- _WORK TO DO_: Reproduce word for word the stretch of the data from the line containing "green tree outside" through the last line of the data.
━━ DATA ROWS ━━
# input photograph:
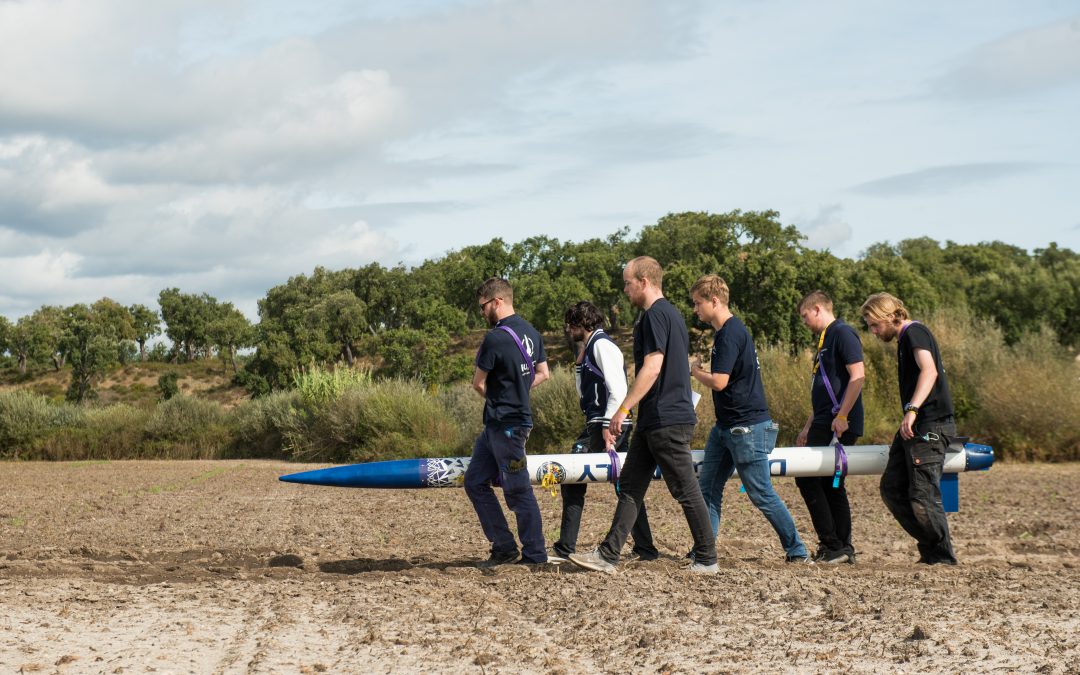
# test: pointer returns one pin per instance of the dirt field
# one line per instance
(200, 566)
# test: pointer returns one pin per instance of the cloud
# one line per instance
(939, 179)
(1034, 59)
(826, 230)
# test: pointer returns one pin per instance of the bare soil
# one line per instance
(215, 566)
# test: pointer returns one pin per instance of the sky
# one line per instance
(225, 146)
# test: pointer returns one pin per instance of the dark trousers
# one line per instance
(828, 507)
(910, 488)
(574, 499)
(669, 448)
(499, 455)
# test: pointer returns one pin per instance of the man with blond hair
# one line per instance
(744, 433)
(665, 421)
(910, 485)
(836, 402)
(511, 362)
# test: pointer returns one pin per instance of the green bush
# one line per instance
(556, 414)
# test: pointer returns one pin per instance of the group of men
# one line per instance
(512, 361)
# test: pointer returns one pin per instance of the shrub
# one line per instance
(556, 414)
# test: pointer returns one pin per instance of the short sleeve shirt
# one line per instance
(840, 349)
(509, 378)
(661, 328)
(742, 402)
(939, 404)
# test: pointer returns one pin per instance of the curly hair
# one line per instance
(584, 314)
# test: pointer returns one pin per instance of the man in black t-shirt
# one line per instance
(665, 420)
(744, 433)
(836, 386)
(910, 485)
(511, 362)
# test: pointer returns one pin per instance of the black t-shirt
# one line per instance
(939, 404)
(840, 349)
(661, 328)
(742, 402)
(508, 375)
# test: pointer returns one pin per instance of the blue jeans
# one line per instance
(499, 455)
(745, 449)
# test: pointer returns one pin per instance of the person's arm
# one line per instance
(856, 375)
(643, 382)
(480, 382)
(716, 381)
(541, 374)
(928, 375)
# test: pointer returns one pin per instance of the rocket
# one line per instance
(550, 470)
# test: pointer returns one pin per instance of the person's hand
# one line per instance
(906, 427)
(801, 439)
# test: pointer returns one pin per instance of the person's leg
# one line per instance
(508, 445)
(839, 505)
(640, 532)
(633, 484)
(751, 454)
(928, 460)
(814, 490)
(482, 470)
(671, 447)
(716, 469)
(574, 502)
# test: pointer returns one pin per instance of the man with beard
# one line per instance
(910, 485)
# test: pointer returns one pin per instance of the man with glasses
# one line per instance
(511, 362)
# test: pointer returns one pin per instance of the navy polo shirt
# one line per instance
(742, 402)
(508, 375)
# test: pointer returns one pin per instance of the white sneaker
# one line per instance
(592, 561)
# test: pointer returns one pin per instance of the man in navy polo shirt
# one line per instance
(744, 433)
(665, 420)
(837, 410)
(511, 362)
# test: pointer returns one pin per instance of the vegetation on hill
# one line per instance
(1008, 320)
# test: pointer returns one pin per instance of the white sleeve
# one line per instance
(609, 361)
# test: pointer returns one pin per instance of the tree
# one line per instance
(146, 324)
(229, 332)
(90, 340)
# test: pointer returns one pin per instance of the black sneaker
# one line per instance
(498, 558)
(834, 557)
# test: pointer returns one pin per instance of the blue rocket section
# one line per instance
(399, 473)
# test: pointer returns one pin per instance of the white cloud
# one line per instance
(1037, 58)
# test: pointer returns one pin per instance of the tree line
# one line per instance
(407, 320)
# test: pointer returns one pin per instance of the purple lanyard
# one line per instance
(840, 461)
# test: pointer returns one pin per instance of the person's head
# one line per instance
(710, 295)
(883, 314)
(815, 310)
(643, 281)
(496, 298)
(581, 319)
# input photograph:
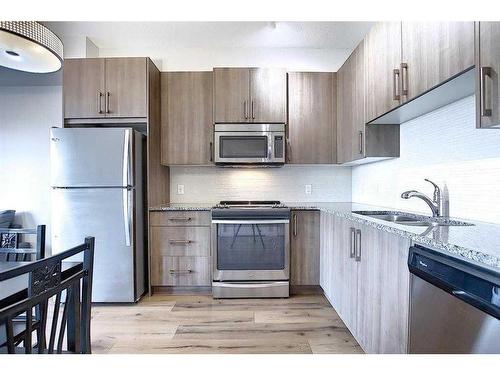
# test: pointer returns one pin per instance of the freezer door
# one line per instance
(107, 215)
(91, 157)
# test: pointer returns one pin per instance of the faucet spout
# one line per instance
(434, 204)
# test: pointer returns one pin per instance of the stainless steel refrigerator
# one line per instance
(97, 190)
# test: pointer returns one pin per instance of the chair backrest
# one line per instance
(71, 285)
(11, 238)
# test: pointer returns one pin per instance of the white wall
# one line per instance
(287, 184)
(200, 59)
(443, 146)
(27, 113)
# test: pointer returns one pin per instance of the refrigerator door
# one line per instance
(107, 215)
(95, 157)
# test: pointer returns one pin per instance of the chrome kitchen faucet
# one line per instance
(435, 204)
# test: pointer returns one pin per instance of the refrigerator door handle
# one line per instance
(127, 216)
(126, 159)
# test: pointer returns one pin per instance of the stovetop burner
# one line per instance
(250, 204)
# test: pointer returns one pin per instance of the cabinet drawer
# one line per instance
(180, 241)
(180, 218)
(181, 271)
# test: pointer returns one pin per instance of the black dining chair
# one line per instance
(10, 250)
(71, 285)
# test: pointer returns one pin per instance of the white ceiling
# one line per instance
(117, 35)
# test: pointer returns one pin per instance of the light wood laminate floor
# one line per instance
(201, 324)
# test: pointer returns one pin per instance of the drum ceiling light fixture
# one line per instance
(30, 47)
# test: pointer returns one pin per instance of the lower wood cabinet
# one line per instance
(383, 292)
(305, 248)
(364, 275)
(180, 249)
(182, 271)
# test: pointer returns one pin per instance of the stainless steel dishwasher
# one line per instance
(455, 305)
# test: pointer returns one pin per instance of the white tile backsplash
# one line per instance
(445, 147)
(288, 183)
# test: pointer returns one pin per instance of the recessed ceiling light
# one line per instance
(30, 47)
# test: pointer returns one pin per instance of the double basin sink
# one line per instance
(404, 218)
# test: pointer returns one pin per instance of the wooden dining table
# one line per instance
(16, 289)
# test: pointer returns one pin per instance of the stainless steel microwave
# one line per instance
(249, 144)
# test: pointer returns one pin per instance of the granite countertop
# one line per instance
(478, 243)
(183, 207)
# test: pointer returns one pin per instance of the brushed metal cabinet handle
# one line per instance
(404, 79)
(352, 252)
(107, 102)
(358, 245)
(289, 153)
(99, 101)
(180, 272)
(395, 85)
(360, 142)
(485, 71)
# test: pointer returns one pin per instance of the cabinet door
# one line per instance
(231, 95)
(434, 52)
(311, 118)
(383, 76)
(488, 68)
(126, 87)
(268, 95)
(345, 273)
(350, 107)
(326, 254)
(186, 136)
(84, 88)
(383, 292)
(304, 268)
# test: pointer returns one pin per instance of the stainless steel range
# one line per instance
(251, 249)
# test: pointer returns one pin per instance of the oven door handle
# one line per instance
(265, 221)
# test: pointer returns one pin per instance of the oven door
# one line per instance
(246, 250)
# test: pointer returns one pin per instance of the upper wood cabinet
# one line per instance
(126, 85)
(433, 52)
(186, 118)
(350, 107)
(488, 72)
(231, 94)
(382, 63)
(357, 142)
(111, 87)
(249, 95)
(311, 118)
(305, 248)
(268, 95)
(84, 88)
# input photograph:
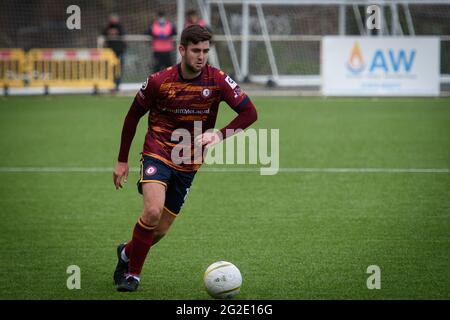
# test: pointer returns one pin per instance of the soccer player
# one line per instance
(175, 98)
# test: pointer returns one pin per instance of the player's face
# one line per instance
(195, 56)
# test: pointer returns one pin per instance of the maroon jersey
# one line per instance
(176, 103)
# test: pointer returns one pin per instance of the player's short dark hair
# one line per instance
(195, 34)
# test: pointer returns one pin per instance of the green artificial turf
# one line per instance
(294, 235)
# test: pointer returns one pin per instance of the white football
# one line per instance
(222, 280)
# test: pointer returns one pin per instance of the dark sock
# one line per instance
(136, 250)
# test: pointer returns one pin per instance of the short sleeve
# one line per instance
(231, 93)
(146, 94)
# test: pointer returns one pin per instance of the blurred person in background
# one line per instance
(113, 33)
(162, 31)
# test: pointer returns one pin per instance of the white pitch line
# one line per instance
(235, 170)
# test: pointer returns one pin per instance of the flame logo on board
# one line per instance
(355, 63)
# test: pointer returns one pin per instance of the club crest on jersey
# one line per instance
(206, 92)
(230, 82)
(144, 85)
(150, 170)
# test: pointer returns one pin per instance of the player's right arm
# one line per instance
(139, 107)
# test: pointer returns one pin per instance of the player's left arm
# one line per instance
(239, 102)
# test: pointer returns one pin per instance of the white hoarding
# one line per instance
(380, 66)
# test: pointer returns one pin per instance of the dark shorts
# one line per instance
(177, 182)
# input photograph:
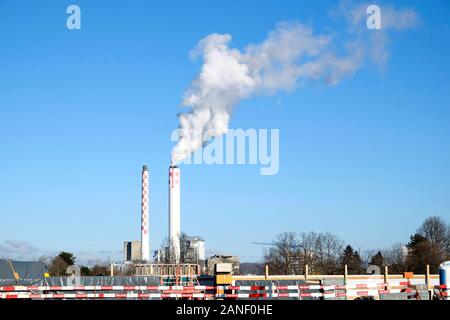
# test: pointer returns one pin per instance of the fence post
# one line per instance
(386, 276)
(345, 280)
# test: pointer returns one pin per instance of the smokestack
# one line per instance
(145, 236)
(174, 213)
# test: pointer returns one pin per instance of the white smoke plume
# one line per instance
(290, 55)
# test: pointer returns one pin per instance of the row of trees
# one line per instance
(325, 253)
(58, 266)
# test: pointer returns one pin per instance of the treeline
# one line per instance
(325, 253)
(58, 266)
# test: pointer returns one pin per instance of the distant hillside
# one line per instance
(252, 268)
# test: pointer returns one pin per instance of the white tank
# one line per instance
(444, 276)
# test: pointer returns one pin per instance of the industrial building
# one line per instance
(132, 251)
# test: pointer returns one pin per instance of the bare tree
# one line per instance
(395, 258)
(291, 252)
(435, 230)
(328, 249)
(281, 257)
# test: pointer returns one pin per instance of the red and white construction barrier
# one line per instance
(123, 292)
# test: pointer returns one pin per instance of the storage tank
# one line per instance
(444, 277)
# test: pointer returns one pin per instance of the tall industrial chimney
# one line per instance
(174, 213)
(145, 236)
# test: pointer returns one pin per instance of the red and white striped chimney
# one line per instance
(174, 213)
(145, 236)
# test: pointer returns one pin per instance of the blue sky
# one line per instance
(82, 110)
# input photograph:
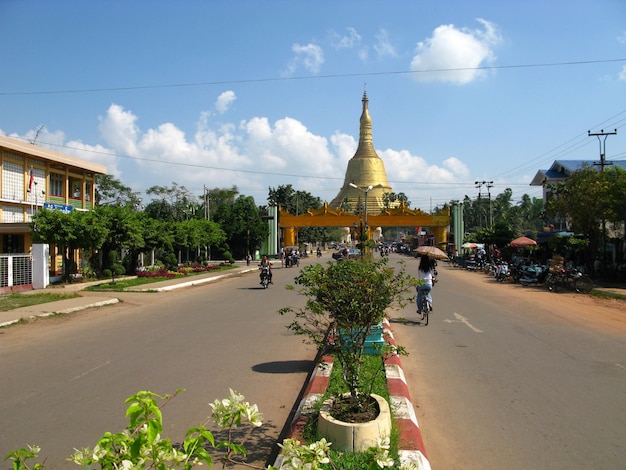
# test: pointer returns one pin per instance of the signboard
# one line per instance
(58, 207)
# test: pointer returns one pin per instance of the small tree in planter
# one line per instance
(345, 300)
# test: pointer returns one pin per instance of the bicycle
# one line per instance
(424, 309)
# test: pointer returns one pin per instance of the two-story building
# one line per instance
(32, 177)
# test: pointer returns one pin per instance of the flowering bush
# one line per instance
(141, 445)
(159, 272)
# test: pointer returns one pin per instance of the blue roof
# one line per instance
(561, 169)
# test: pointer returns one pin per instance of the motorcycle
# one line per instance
(502, 271)
(265, 276)
(533, 274)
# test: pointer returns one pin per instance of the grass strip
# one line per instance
(17, 300)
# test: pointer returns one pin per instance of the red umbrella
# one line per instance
(523, 241)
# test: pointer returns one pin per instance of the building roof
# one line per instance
(561, 169)
(40, 152)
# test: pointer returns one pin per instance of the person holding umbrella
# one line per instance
(426, 274)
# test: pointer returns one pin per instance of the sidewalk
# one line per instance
(81, 303)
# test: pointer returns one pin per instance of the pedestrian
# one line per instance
(265, 263)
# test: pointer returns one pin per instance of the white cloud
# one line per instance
(253, 154)
(350, 41)
(455, 55)
(383, 46)
(118, 128)
(310, 56)
(224, 101)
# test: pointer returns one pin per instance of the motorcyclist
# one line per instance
(265, 263)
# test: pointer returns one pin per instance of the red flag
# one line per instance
(30, 182)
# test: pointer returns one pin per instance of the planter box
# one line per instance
(354, 437)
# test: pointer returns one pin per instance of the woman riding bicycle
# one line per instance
(427, 274)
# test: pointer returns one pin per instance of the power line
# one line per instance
(304, 77)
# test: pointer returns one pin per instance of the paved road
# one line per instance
(507, 377)
(64, 380)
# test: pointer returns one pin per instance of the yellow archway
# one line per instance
(401, 216)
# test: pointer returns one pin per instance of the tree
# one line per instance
(587, 200)
(298, 202)
(242, 223)
(125, 232)
(68, 232)
(195, 233)
(175, 204)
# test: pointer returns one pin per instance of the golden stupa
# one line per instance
(366, 169)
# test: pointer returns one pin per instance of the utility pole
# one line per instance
(489, 185)
(602, 143)
(479, 185)
(602, 164)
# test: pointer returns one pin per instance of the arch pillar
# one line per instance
(289, 235)
(441, 235)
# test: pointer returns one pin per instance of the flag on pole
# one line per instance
(30, 181)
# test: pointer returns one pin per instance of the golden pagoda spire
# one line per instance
(365, 169)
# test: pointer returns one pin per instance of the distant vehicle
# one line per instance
(353, 253)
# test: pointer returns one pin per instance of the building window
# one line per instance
(12, 214)
(12, 181)
(76, 189)
(56, 184)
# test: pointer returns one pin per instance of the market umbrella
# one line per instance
(431, 251)
(523, 241)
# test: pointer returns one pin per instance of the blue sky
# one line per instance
(259, 94)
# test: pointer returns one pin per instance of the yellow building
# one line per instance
(33, 177)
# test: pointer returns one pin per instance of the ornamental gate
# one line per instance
(401, 216)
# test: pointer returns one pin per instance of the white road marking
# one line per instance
(462, 319)
(90, 371)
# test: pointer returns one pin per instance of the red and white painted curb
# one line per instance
(411, 446)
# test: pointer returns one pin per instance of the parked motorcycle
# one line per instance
(502, 271)
(533, 274)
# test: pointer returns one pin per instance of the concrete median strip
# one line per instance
(411, 446)
(15, 316)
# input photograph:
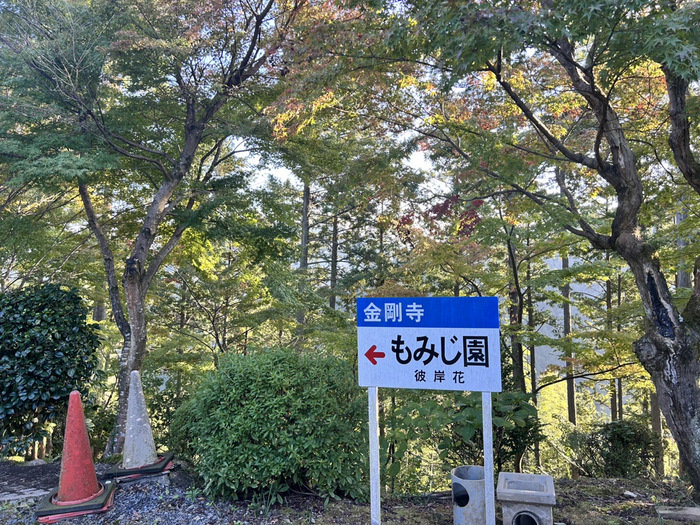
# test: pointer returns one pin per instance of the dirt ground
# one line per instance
(579, 502)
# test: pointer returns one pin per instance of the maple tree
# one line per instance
(564, 102)
(162, 86)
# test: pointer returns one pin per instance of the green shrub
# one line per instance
(46, 350)
(620, 449)
(430, 432)
(275, 420)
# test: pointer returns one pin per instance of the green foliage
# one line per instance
(620, 449)
(46, 351)
(272, 420)
(445, 429)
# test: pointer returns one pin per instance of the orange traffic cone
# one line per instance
(78, 489)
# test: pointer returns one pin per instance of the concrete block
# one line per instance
(139, 447)
(526, 499)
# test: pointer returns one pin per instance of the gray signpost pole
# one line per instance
(429, 343)
(489, 496)
(374, 483)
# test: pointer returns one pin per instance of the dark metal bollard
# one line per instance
(468, 499)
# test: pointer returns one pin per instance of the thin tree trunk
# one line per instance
(570, 372)
(334, 264)
(657, 430)
(304, 254)
(515, 310)
(532, 349)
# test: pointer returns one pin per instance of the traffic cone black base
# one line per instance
(164, 464)
(50, 510)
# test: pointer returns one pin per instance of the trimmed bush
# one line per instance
(620, 449)
(46, 350)
(275, 420)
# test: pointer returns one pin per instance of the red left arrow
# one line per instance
(372, 355)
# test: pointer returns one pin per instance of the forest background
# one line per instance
(220, 178)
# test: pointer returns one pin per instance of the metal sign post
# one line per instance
(489, 496)
(374, 483)
(439, 343)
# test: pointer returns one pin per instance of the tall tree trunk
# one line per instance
(304, 255)
(532, 350)
(515, 311)
(334, 264)
(657, 430)
(612, 389)
(569, 353)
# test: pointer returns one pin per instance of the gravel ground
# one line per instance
(150, 503)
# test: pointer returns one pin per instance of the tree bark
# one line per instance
(334, 264)
(570, 372)
(304, 255)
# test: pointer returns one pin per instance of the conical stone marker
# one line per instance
(139, 447)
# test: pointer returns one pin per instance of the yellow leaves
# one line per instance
(407, 81)
(299, 115)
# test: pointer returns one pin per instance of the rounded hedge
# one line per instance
(47, 349)
(274, 420)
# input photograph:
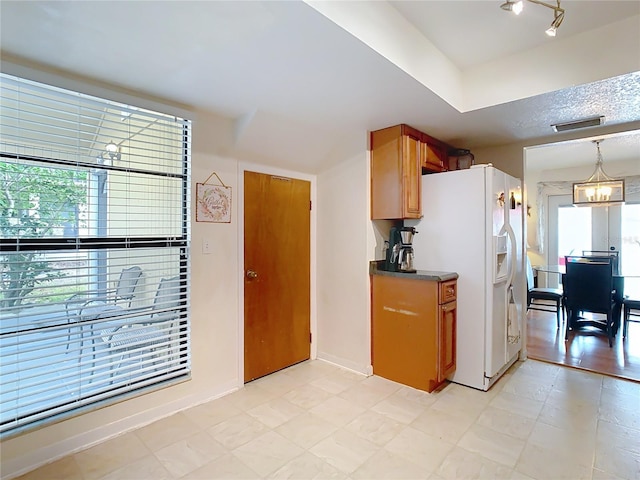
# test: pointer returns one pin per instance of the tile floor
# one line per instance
(315, 420)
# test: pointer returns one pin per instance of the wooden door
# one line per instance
(277, 282)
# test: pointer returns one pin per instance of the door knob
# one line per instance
(251, 274)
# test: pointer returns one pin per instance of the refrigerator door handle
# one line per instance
(513, 254)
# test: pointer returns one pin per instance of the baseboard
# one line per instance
(344, 363)
(37, 458)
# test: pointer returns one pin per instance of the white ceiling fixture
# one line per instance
(600, 190)
(516, 6)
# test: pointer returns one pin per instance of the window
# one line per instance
(94, 273)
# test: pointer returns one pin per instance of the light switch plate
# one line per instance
(206, 246)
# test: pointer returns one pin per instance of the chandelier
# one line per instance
(600, 189)
(516, 6)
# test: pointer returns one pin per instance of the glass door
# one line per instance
(574, 229)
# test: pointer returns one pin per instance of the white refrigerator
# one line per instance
(472, 224)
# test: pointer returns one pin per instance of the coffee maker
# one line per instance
(399, 256)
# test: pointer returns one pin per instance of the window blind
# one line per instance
(94, 275)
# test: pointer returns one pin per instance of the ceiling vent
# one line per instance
(576, 124)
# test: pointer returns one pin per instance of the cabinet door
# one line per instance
(447, 340)
(411, 176)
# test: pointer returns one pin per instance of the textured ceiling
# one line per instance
(295, 81)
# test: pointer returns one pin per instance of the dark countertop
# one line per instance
(376, 268)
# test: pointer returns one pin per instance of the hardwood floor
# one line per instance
(587, 350)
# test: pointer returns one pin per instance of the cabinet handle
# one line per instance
(447, 307)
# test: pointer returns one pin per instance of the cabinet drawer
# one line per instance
(448, 291)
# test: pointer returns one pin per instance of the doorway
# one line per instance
(573, 230)
(556, 228)
(277, 284)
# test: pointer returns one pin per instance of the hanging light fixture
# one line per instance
(516, 6)
(599, 190)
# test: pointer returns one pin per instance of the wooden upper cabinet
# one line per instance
(396, 173)
(399, 156)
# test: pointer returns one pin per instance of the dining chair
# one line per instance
(545, 295)
(631, 308)
(589, 289)
(614, 254)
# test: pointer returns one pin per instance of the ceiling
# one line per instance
(300, 80)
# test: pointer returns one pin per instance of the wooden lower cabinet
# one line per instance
(413, 330)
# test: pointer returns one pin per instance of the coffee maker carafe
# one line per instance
(400, 251)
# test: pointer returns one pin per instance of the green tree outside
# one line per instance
(35, 202)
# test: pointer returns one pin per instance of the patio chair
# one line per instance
(124, 291)
(87, 306)
(143, 330)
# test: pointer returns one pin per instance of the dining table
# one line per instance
(625, 286)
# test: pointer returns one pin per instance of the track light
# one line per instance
(511, 6)
(516, 7)
(557, 20)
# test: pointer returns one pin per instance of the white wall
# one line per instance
(343, 278)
━━━
- _ANSWER TO THE PROBLEM_:
# test: pointer returns one pin per instance of the green tree outside
# one line per instance
(35, 202)
# test: pointer returns one pin per instance of the patio chair
# one line per instance
(124, 291)
(87, 306)
(143, 330)
# test: pointer returns one pin per instance of the dining table
# one line per instance
(625, 286)
# test: pointer returns one pin per instance of the track light
# one line per instance
(511, 6)
(516, 7)
(557, 20)
# test: pointer returns one pin per instance of the white wall
# one line per instance
(343, 278)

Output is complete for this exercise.